Quoted passage:
╭──

# have we knackred solar panels



## havingfun (Oct 31, 2007)

hi,

please help,we changed our batteries last week,on the way home,and then we plugged into mains,but when we unplugged off mains,the charger unit for the solar panel 
doesnt seem to be working.

it shows what charge is in the batteries etc,so from the batteries to the unit so its working,but its showing or not showing,at the moment any charge coming from the solar panel,in the past,even if it was only showing .01 of a charge,it showed something.

could it have had something to do with taking the leisure batteries out,and then reconnecting them,

hope somebody knows,because at the moment bernard is pulling his hair out.

thanks mags.


----------



## DiscoDave (Aug 25, 2008)

you may have simply popped a fuse, check all the fuses, there should be one near to where the solar feed comes in to the van, and there maybe one on the charge indicator it's self.


----------



## artona (Jan 19, 2006)

hI Mags

Are your batteries fully charged? If so no need for the panels to be putting anything on. 

If they are fully charged and the conditions are bright put something on to see if the solar panels kick in

stew


----------



## tonka (Apr 24, 2006)

when I fitted my panel, It was advised on here to connect the regulator to the batteries first and than the panel afterwards.
So in therory if you have changed the batteries you now have it connected in reverse order to what I was told..
As well as checking any fuse's, maybe try covering the panel over to stop and power being proced, disconnetct the leads from the regulator and re-connect in the right order.
Reg to battery first, then connect panel, remove cover and see what hapens..
It's only a thought !! No claim to be a specialist..

But like Artona has said make sure it's just not that your batteries are already full..

Good luck..


----------



## havingfun (Oct 31, 2007)

*have we knackered the solar panals*

hi,

thanks for the advice,not working yet,but maybe have to dismantle all the wiring,well from the connections,and replace all the fuses,even though they seem to to fine,but he,s gone to screwfix for something,i think it,s to give him time to try and work it out,i,ve got great faith in him.......

thanks mags


----------



## sallytrafic (Jan 17, 2006)

It is important that you connect upto the regulator in the right order ie Battery then Panel otherwise you will confuse the regulator. Tip do it at night


----------



## havingfun (Oct 31, 2007)

*hae we knackered solar panels*

thanks everybody,

solar panels working great,put all the tips together,including waiting until dark,well midnight.....went in this morning after putting heater on full to run batteries down a bit,and fantastic,charging.

i knew somebody would have the answer, you always do.

thanks,a very releived mags.


----------

╰──

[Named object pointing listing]
╭──

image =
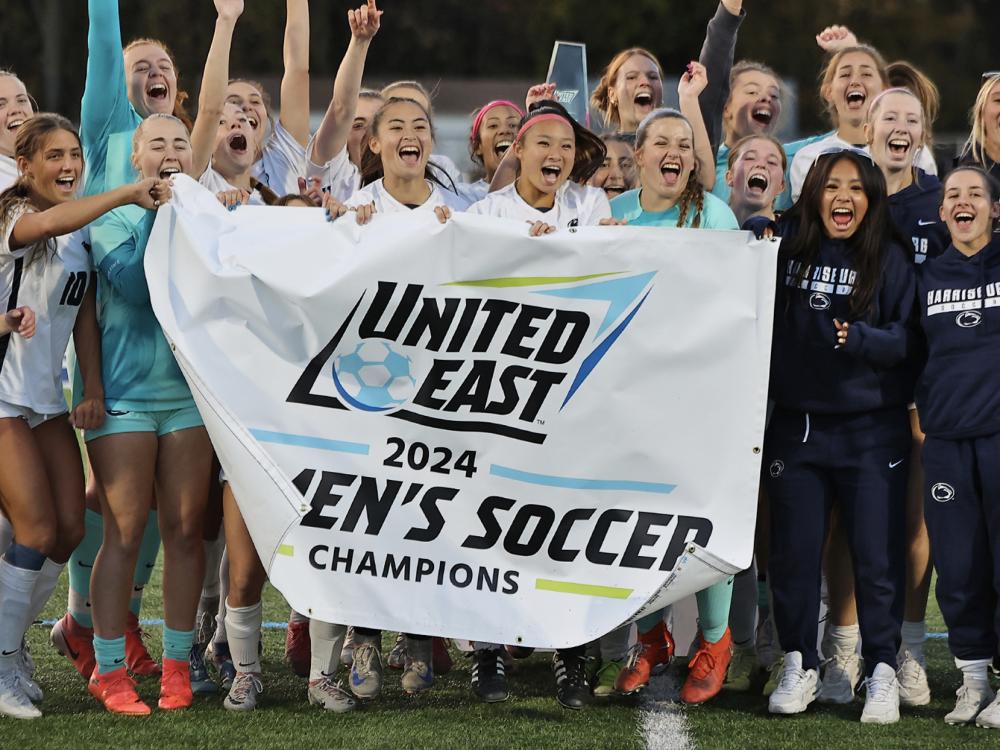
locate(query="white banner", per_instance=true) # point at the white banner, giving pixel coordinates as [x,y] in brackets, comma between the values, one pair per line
[461,430]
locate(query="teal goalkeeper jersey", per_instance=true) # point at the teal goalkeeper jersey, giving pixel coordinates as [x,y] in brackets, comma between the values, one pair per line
[107,119]
[139,369]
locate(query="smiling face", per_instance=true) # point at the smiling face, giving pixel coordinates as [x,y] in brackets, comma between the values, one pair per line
[496,135]
[666,158]
[367,107]
[757,177]
[53,172]
[856,81]
[895,131]
[547,152]
[637,91]
[403,141]
[163,149]
[250,100]
[235,147]
[754,105]
[15,110]
[844,203]
[152,80]
[968,210]
[617,173]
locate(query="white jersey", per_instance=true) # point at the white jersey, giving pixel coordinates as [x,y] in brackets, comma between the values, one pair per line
[218,184]
[807,155]
[8,172]
[53,286]
[386,204]
[282,163]
[575,205]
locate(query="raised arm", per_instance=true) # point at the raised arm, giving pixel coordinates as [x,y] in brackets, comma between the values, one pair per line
[294,115]
[335,128]
[717,55]
[212,97]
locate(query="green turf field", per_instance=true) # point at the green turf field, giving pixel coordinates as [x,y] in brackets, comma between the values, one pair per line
[450,717]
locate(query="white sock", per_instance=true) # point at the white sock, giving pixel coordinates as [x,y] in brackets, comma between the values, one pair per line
[914,634]
[844,639]
[243,626]
[16,585]
[327,641]
[974,672]
[48,577]
[6,533]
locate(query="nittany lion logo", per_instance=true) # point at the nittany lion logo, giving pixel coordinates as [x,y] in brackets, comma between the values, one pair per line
[969,319]
[942,492]
[819,301]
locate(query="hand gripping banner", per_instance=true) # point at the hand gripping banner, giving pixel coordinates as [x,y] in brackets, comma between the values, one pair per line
[464,431]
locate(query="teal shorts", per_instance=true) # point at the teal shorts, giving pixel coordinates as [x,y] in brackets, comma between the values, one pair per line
[161,422]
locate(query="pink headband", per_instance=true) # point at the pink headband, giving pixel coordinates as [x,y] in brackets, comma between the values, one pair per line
[482,113]
[541,118]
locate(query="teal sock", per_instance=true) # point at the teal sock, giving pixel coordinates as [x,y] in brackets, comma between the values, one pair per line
[713,609]
[647,622]
[110,653]
[177,643]
[81,564]
[144,564]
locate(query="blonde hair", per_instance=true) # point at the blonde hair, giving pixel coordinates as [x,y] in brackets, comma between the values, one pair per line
[976,143]
[601,99]
[830,70]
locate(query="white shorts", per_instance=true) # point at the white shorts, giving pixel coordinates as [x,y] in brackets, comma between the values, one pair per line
[32,417]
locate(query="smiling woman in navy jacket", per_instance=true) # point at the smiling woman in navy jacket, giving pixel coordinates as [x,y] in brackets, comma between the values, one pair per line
[959,402]
[840,435]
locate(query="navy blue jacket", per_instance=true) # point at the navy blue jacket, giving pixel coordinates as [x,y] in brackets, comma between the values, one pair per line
[915,213]
[958,394]
[874,369]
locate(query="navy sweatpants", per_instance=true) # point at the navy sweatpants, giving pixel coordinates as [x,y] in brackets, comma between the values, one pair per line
[962,510]
[860,463]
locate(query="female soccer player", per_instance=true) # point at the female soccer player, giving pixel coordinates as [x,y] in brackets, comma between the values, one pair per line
[839,436]
[958,411]
[45,263]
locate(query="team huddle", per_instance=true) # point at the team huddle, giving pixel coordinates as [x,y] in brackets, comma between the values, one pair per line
[883,422]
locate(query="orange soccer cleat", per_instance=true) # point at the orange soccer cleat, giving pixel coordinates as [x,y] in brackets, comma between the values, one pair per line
[137,658]
[76,643]
[116,690]
[707,670]
[653,649]
[175,685]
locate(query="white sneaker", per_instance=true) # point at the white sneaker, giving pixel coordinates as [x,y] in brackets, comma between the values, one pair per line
[797,687]
[840,678]
[989,717]
[243,694]
[971,700]
[882,699]
[912,676]
[13,701]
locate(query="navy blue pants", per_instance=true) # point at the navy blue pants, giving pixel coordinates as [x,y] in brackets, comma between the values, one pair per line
[962,510]
[858,463]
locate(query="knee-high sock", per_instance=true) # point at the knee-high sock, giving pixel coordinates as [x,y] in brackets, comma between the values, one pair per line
[243,627]
[743,612]
[144,564]
[327,641]
[81,564]
[16,585]
[713,609]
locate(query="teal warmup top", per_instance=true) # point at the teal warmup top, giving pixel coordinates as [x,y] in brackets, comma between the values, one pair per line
[714,215]
[138,367]
[107,118]
[784,201]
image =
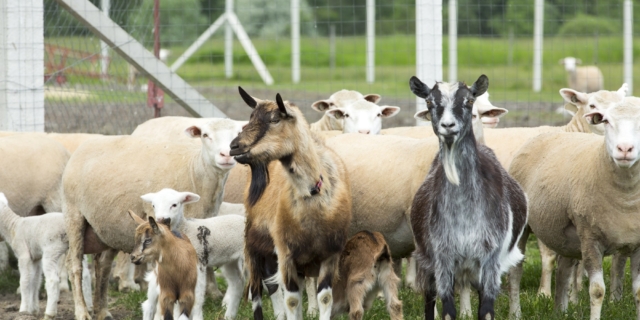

╰──

Goal:
Answer these questions from the solar panel thread:
(a) According to DiscoDave, where should there be a fuse?
(b) In what order does sallytrafic say to connect up to the regulator?
(c) What did havingfun do to run the batteries down a bit before finding the panels charging?

Solution:
(a) Near to where the solar feed comes in to the van, and maybe one on the charge indicator itself.
(b) Battery, then panel.
(c) Put the heater on full.